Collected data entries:
.....

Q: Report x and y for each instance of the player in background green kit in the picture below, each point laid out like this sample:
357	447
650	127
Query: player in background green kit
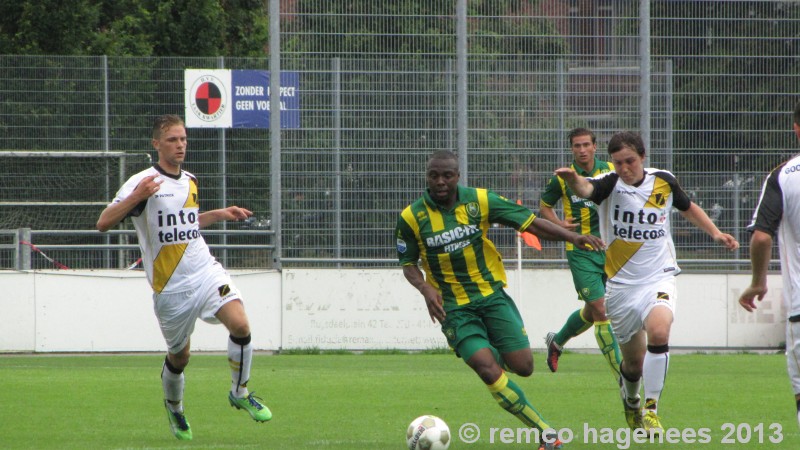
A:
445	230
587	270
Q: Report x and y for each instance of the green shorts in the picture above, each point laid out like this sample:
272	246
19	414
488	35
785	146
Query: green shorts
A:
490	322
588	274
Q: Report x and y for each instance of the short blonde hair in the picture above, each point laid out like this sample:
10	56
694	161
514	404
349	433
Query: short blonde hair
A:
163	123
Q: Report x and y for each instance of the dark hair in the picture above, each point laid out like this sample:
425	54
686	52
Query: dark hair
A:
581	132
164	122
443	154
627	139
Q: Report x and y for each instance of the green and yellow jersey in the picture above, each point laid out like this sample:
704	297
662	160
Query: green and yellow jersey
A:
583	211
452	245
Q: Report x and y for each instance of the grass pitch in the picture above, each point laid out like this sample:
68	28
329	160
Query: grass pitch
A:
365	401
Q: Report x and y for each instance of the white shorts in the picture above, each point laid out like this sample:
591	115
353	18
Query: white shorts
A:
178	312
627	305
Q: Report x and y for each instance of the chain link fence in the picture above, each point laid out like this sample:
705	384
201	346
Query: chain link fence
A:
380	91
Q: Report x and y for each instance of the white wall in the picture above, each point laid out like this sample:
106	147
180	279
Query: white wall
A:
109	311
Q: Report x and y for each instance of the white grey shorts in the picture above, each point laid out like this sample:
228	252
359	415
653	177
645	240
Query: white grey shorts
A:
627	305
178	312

.....

§ **Task brief**
Produce a verbatim copy of every entry, excluding pictures.

§ **Response box**
Q: Report x and y for each instance of the player in background green kit in the picture below, each point laid out like this sample:
357	447
650	127
Query: player in background green kit
A:
445	230
587	270
Q: Report x and y for each instance of the green shorts in the picture above, each point laid out like this sample:
272	246
19	414
488	35
785	146
Query: green shorts
A:
490	322
588	274
Q: Report x and y for each instance of the short blonde hair in the picture above, each point laid out like this sample:
10	56
694	161
514	404
349	433
Query: short blonde hair
A:
163	123
Q: Report x and y for each instance of the dark hair in the picture above, each point laid out like this sample:
425	54
686	52
Query: dark hair
A:
581	132
164	122
443	154
627	139
Q: Report x and y for each instance of the green and yellow jersey in the picture above, each point laid out like this sample:
704	297
662	160
Query: green and yellow jersey
A:
583	211
452	245
Q: Report x and y for each instance of the grass pitch in the picture above, each point laid out like this sample:
68	28
329	160
Query: grass pitch
A:
365	401
Q: Report x and y for each instance of the white shorts in the picture above, each point laid out like this sample:
591	115
353	18
Query: white shorts
A:
178	312
627	305
Q: Report x and y for each instance of the chain link fence in the picture above, each point laid out like this sample:
705	384
201	346
Query: chain link fence
A:
380	91
Q: Report x and y for each instance of the white wall in the picture above, each point laid out like this sample:
106	147
180	279
Query: white wall
A:
109	311
Q: Report x and y for each instance of the white grey shorts in the picture above, each point laid out like this sample:
228	252
359	415
653	177
645	240
Query: white grey shorts
A:
627	305
178	312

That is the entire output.